■ **Entries for pointing and labeling**:
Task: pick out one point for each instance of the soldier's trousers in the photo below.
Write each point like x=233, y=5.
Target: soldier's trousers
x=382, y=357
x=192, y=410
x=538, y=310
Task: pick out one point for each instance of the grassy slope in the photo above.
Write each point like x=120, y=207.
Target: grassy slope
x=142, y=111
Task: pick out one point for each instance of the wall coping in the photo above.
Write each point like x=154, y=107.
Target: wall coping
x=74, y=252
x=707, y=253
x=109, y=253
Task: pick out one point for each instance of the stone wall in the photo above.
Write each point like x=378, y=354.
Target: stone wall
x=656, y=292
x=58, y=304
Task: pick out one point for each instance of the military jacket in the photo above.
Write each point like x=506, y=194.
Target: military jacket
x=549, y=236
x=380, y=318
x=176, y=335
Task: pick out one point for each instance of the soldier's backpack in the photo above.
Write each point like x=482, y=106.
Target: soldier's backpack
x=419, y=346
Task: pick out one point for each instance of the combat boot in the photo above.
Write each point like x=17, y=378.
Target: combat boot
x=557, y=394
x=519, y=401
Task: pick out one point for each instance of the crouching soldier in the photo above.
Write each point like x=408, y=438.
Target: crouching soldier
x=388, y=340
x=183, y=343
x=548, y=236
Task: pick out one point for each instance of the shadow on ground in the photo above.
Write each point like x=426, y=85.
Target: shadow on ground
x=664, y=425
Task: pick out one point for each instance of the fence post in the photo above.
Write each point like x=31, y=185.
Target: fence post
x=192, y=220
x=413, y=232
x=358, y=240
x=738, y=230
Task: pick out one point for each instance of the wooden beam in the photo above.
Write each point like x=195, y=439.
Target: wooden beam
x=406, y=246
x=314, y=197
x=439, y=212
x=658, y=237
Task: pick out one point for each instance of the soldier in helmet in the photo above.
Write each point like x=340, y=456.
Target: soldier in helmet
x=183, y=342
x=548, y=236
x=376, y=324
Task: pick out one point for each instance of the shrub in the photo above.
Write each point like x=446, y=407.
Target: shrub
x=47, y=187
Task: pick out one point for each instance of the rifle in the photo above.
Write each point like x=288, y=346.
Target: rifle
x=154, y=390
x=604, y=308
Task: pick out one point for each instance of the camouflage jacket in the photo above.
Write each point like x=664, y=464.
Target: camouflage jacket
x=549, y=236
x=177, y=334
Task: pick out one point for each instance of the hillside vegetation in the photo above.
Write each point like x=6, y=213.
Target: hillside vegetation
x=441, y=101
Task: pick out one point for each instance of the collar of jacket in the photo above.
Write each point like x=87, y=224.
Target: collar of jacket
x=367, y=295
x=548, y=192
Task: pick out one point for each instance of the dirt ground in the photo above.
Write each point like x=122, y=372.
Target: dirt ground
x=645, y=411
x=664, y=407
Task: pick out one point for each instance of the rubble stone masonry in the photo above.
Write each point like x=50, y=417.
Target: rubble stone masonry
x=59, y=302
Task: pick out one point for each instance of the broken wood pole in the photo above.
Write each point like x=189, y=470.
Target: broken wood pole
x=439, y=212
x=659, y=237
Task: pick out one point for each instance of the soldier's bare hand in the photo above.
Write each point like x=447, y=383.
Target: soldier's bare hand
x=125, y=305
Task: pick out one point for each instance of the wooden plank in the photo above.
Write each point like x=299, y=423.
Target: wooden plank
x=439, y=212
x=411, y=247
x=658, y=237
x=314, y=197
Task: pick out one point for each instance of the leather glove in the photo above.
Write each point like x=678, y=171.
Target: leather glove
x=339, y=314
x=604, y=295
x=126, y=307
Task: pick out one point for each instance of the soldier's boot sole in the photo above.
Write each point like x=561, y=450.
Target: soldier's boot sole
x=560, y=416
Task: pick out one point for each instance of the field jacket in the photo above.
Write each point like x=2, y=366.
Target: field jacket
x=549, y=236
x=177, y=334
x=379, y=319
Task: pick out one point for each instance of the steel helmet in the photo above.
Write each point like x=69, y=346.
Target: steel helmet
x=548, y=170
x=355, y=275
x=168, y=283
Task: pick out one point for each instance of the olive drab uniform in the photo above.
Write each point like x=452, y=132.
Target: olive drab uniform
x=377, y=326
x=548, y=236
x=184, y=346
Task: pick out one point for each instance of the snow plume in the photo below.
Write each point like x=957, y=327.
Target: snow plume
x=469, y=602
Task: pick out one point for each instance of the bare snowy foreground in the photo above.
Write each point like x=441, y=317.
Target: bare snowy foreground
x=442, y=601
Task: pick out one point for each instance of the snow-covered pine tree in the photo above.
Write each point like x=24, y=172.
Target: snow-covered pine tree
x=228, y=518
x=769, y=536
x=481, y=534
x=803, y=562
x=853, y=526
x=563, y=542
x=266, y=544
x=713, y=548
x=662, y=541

■ **REQUEST**: Put the rows above into a Markdown table with two columns, Line and Text. Number every line and leave out any blank ones.

■ **EXERCISE OUTPUT**:
| Line | Text |
|---|---|
| 1 | Task: pick out one point for each instance of the soldier's trousers in the photo below. |
| 2 | Write each point like x=233, y=5. |
| 3 | Target: soldier's trousers |
| 4 | x=382, y=357 |
| 5 | x=192, y=410 |
| 6 | x=538, y=310 |
| 7 | Task: pick out one point for each instance of the grassy slope in the photo above. |
| 8 | Write each point like x=120, y=207. |
| 9 | Target: grassy slope |
| 10 | x=142, y=111 |
| 11 | Task: pick out one point for each instance of the wall coping in the photo above. |
| 12 | Write each point like x=154, y=107. |
| 13 | Target: wall coping |
| 14 | x=74, y=252 |
| 15 | x=707, y=253 |
| 16 | x=109, y=253 |
| 17 | Task: pick out one point for each instance of the stone wall in the photo above. |
| 18 | Write each point like x=378, y=354. |
| 19 | Target: stone wall |
| 20 | x=656, y=292 |
| 21 | x=58, y=304 |
| 22 | Task: pick out one point for each instance of the military jacket in the photo above. |
| 23 | Write each point like x=506, y=194. |
| 24 | Target: military jacket |
| 25 | x=549, y=236 |
| 26 | x=380, y=318 |
| 27 | x=176, y=335 |
| 28 | Task: pick out one point for each instance of the soldier's backpack in the photo above. |
| 29 | Write each point like x=482, y=106. |
| 30 | Target: soldier's backpack |
| 31 | x=419, y=346 |
| 32 | Task: pick out one point for each instance of the combat boot in the photo above. |
| 33 | Write each point like x=17, y=378. |
| 34 | Target: combat boot |
| 35 | x=557, y=394 |
| 36 | x=519, y=401 |
| 37 | Task: pick out one point for each instance of the crouching soldier in the photo above. |
| 38 | Write each point like x=408, y=438. |
| 39 | Target: crouching soldier |
| 40 | x=388, y=340 |
| 41 | x=183, y=343 |
| 42 | x=548, y=236 |
| 43 | Task: pick out one point for each instance of the shadow on ground in the photo above. |
| 44 | Write each point like x=426, y=85. |
| 45 | Target: shadow on ground |
| 46 | x=664, y=425 |
| 47 | Task: pick out one point for each instance of the fence post in the photo above. |
| 48 | Write each point like x=31, y=185. |
| 49 | Target: fence post |
| 50 | x=192, y=220 |
| 51 | x=413, y=232 |
| 52 | x=358, y=240 |
| 53 | x=738, y=230 |
| 54 | Task: pick out one point for each instance of the wooden beam in the photo above. |
| 55 | Write each point like x=195, y=439. |
| 56 | Target: wooden beam |
| 57 | x=406, y=246 |
| 58 | x=314, y=197 |
| 59 | x=439, y=212 |
| 60 | x=658, y=237 |
| 61 | Task: pick out one point for each instance of the soldier in helmet in the photo above. |
| 62 | Write each point like x=340, y=456. |
| 63 | Target: soldier in helmet |
| 64 | x=183, y=342 |
| 65 | x=548, y=236 |
| 66 | x=376, y=324 |
| 67 | Task: pick out one point for each instance of the shrub in the photo above. |
| 68 | Write each point like x=446, y=407. |
| 69 | Target: shrub |
| 70 | x=47, y=187 |
| 71 | Task: pick out one point for each instance of the rifle in the photo above. |
| 72 | Write each point like x=288, y=346. |
| 73 | Target: rifle |
| 74 | x=154, y=390 |
| 75 | x=604, y=308 |
| 76 | Task: pick out one point for each instance of the camouflage jacket in the photo above. |
| 77 | Write each point like x=664, y=464. |
| 78 | Target: camouflage jacket |
| 79 | x=549, y=236 |
| 80 | x=177, y=334 |
| 81 | Task: pick out one point for each instance of the hillside vegetation in the photo above. |
| 82 | Write each point like x=6, y=213. |
| 83 | Target: hillside vegetation |
| 84 | x=441, y=101 |
| 85 | Task: pick out one point for each instance of the collar of jacket in the photo above. |
| 86 | Write each point like x=87, y=224. |
| 87 | Target: collar of jacket |
| 88 | x=367, y=295 |
| 89 | x=548, y=192 |
| 90 | Task: pick out one point for each instance of the dirt ground in the photo above. |
| 91 | Write each point like x=122, y=372. |
| 92 | Target: dirt ground |
| 93 | x=645, y=411 |
| 94 | x=664, y=407 |
| 95 | Task: pick out one point for each instance of the rubble stone masonry in the photo above. |
| 96 | Write each point like x=50, y=417. |
| 97 | Target: rubble stone masonry |
| 98 | x=59, y=302 |
| 99 | Task: pick out one point for each instance of the broken wood pole in the photo above. |
| 100 | Write each point like x=189, y=470. |
| 101 | Target: broken wood pole |
| 102 | x=439, y=212 |
| 103 | x=659, y=237 |
| 104 | Task: pick out one point for each instance of the soldier's bare hand in the photo above. |
| 105 | Write each point like x=447, y=383. |
| 106 | Target: soldier's bare hand |
| 107 | x=125, y=305 |
| 108 | Task: pick out one point for each instance of the wooden plank in the photo above. |
| 109 | Write each point like x=299, y=423. |
| 110 | Target: wooden plank |
| 111 | x=439, y=212 |
| 112 | x=411, y=247 |
| 113 | x=658, y=237 |
| 114 | x=314, y=197 |
| 115 | Task: pick out one point for each instance of the leather glove in the photo above. |
| 116 | Write each point like x=678, y=171. |
| 117 | Target: leather glove |
| 118 | x=339, y=314 |
| 119 | x=604, y=295 |
| 120 | x=126, y=307 |
| 121 | Task: pick out one point for each instance of the soldier's boot sole in the photo above. |
| 122 | Write each point like x=561, y=450. |
| 123 | Target: soldier's boot sole |
| 124 | x=560, y=416 |
| 125 | Task: pick out one point for each instance of the field jacket in the photo above. |
| 126 | Write each point like x=2, y=366. |
| 127 | Target: field jacket |
| 128 | x=549, y=236 |
| 129 | x=177, y=334 |
| 130 | x=379, y=319 |
| 131 | Task: pick out one point for each instance of the steel helmet in the photo above. |
| 132 | Write each point like x=69, y=346. |
| 133 | Target: steel helmet |
| 134 | x=548, y=170 |
| 135 | x=355, y=275 |
| 136 | x=168, y=283 |
| 137 | Task: pick out one point for each instance of the olive drab uniform in the photo above. |
| 138 | Write each point like x=452, y=132. |
| 139 | Target: olive drab uniform |
| 140 | x=377, y=326 |
| 141 | x=548, y=236 |
| 142 | x=184, y=346 |
| 143 | Task: pick out one point for each instance of the snow plume in the photo below. |
| 144 | Write each point like x=957, y=327. |
| 145 | Target: snow plume |
| 146 | x=469, y=602 |
| 147 | Task: pick out one point for each instance of the bare snowy foreground in the photo above. |
| 148 | Write each point like x=441, y=317. |
| 149 | Target: bare snowy foreground |
| 150 | x=442, y=601 |
| 151 | Task: pick out one point for each instance of the snow-covered pine tree in the photo above. |
| 152 | Write each point like x=24, y=172. |
| 153 | Target: snow-covered pine tree |
| 154 | x=228, y=518 |
| 155 | x=769, y=536 |
| 156 | x=481, y=534 |
| 157 | x=803, y=562 |
| 158 | x=853, y=526 |
| 159 | x=563, y=542 |
| 160 | x=266, y=544 |
| 161 | x=713, y=548 |
| 162 | x=662, y=541 |